- [JOB]: Copy out each line of the material below with no changes.
_ _ _ _ _ _ _
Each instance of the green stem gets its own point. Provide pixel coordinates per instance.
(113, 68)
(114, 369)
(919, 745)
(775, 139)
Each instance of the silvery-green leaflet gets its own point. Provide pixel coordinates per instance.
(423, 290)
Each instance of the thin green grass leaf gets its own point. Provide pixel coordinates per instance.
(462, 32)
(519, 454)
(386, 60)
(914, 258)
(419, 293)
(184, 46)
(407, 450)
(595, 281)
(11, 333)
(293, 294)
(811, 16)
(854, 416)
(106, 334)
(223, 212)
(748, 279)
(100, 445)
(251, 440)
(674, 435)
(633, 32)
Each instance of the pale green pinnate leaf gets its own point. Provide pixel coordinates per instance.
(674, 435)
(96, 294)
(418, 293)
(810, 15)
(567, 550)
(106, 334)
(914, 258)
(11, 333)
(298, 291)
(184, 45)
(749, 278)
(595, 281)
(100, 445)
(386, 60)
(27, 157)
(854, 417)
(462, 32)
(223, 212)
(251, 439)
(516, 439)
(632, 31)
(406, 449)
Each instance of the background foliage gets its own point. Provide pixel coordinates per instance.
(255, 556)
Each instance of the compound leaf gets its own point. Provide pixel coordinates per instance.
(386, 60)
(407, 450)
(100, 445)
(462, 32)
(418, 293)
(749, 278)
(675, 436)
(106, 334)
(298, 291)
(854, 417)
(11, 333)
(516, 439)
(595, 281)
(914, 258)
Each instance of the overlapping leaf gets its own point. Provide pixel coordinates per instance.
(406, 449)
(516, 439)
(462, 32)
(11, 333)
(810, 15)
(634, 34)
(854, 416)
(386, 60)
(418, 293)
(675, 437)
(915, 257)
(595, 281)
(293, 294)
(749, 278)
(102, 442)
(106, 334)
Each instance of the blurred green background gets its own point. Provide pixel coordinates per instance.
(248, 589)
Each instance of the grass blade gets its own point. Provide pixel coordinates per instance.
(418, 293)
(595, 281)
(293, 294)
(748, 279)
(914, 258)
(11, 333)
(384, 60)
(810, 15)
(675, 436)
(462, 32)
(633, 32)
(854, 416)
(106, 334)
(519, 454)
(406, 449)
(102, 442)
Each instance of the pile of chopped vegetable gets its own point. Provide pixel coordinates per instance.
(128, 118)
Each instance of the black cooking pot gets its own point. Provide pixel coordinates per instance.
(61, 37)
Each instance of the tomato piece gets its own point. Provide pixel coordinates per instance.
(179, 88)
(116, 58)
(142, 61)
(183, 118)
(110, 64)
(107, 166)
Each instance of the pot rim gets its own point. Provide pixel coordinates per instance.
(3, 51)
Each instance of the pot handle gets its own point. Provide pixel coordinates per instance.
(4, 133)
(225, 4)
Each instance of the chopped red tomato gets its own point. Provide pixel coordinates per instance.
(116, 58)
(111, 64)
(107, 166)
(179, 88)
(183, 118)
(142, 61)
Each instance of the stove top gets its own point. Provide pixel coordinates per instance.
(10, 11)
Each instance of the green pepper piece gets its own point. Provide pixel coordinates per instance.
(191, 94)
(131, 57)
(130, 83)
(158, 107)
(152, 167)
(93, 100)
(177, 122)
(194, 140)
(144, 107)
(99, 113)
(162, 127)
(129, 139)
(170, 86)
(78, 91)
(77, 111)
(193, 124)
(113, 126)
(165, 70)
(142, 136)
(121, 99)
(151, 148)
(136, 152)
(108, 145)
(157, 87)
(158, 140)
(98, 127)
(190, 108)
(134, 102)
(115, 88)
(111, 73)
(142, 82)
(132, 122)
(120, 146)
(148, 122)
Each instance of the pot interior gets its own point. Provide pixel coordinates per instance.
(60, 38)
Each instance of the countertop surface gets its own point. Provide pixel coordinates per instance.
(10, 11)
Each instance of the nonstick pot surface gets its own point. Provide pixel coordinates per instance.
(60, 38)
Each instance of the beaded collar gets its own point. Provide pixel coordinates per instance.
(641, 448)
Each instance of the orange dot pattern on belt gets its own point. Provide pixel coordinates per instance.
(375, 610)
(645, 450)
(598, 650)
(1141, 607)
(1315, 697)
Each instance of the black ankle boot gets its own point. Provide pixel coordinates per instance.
_ _ _ _ _ _ _
- [IN RESPONSE]:
Each instance of the green stem gets its own point. Provide pixel coordinates per instance.
(113, 68)
(114, 369)
(919, 745)
(775, 139)
Each instance of the silvery-green leaflet gets its own point. Provide pixel coordinates per instance.
(423, 290)
Each instance of the thin green grass leaf gets its own point. Provide pixel coordinates per instance.
(462, 32)
(519, 454)
(386, 60)
(914, 258)
(419, 293)
(184, 46)
(407, 450)
(595, 281)
(11, 333)
(293, 294)
(811, 16)
(854, 416)
(106, 334)
(223, 212)
(748, 279)
(100, 445)
(251, 440)
(674, 435)
(633, 32)
Each instance of the pale green pinnate leaf gets its own point. Provide pixel coordinates per instance.
(674, 435)
(96, 294)
(418, 293)
(810, 15)
(567, 550)
(106, 334)
(914, 258)
(11, 333)
(298, 291)
(184, 45)
(749, 278)
(595, 281)
(100, 445)
(386, 60)
(27, 157)
(854, 417)
(462, 32)
(223, 212)
(251, 439)
(516, 439)
(632, 31)
(406, 449)
Each instance of the background foliage gets its own point. Provide pixel coordinates per instance.
(255, 556)
Each instance of the compound leaf gets its own point. Provide pixel coordinates per instance.
(386, 60)
(407, 450)
(100, 445)
(462, 32)
(418, 293)
(749, 278)
(675, 436)
(106, 334)
(298, 291)
(854, 417)
(11, 333)
(516, 439)
(595, 281)
(914, 258)
Each instance of the overlapping leaf gets its own point. Provide pixel coordinates per instance.
(406, 449)
(516, 439)
(462, 32)
(11, 333)
(810, 15)
(634, 34)
(854, 416)
(386, 60)
(418, 293)
(675, 437)
(915, 257)
(595, 281)
(293, 294)
(749, 278)
(102, 442)
(106, 334)
Each instance of the blurred green background gets its own point. Provide pixel coordinates per instance.
(248, 589)
Each instance of the grass blade gets its own point. Provide pixel coordinates per instance.
(418, 293)
(595, 281)
(293, 294)
(748, 279)
(914, 258)
(11, 333)
(384, 60)
(810, 15)
(675, 436)
(462, 32)
(633, 32)
(854, 416)
(106, 334)
(519, 454)
(406, 449)
(102, 442)
Each instance of the pile of chopped vegetable gets its own point. Provide pixel coordinates per instance.
(128, 118)
Each instance of the black cooking pot gets its own point. Provide pixel coordinates per instance.
(61, 37)
Each instance of the tomato piece gets its own point. Provide pixel coordinates per instance.
(179, 88)
(116, 58)
(142, 61)
(183, 118)
(110, 64)
(107, 166)
Each instance of the pot rim gets its own point. Provide pixel coordinates per instance.
(3, 51)
Each instance of the pot handle gets its own point. Provide pixel coordinates per instance.
(4, 133)
(225, 4)
Each instance of the chopped red tomato gets its own point. Provide pixel coordinates per instance.
(116, 58)
(111, 64)
(107, 166)
(179, 88)
(183, 118)
(142, 61)
Each instance of the stove top gets its own point. Provide pixel coordinates per instance.
(10, 11)
Each instance of the green pepper piece gets its own point. Provide pixel coordinates per instance.
(191, 94)
(131, 57)
(130, 83)
(158, 107)
(152, 167)
(93, 100)
(177, 122)
(194, 140)
(144, 107)
(99, 113)
(162, 127)
(129, 139)
(170, 86)
(78, 91)
(77, 111)
(193, 124)
(113, 126)
(165, 70)
(142, 136)
(121, 99)
(151, 148)
(136, 152)
(108, 145)
(157, 87)
(158, 140)
(98, 127)
(190, 108)
(134, 102)
(115, 88)
(111, 73)
(142, 82)
(132, 122)
(120, 146)
(148, 122)
Each instance of the pot interior gets its own point. Provide pixel coordinates per instance.
(60, 38)
Each instance of the countertop surface gets its own point. Provide pixel coordinates per instance.
(10, 11)
Each instance of the nonstick pot surface gets its own point. Provide pixel coordinates per instance.
(60, 38)
Each instance of the beaded collar gets its own point. Provide pixel coordinates per instance.
(641, 448)
Each instance of the orange dot pattern on belt gets its own point. Provide pixel coordinates per instance.
(375, 610)
(645, 450)
(598, 650)
(1141, 607)
(1315, 697)
Each instance of the black ankle boot gets its own point. Provide pixel coordinates per instance.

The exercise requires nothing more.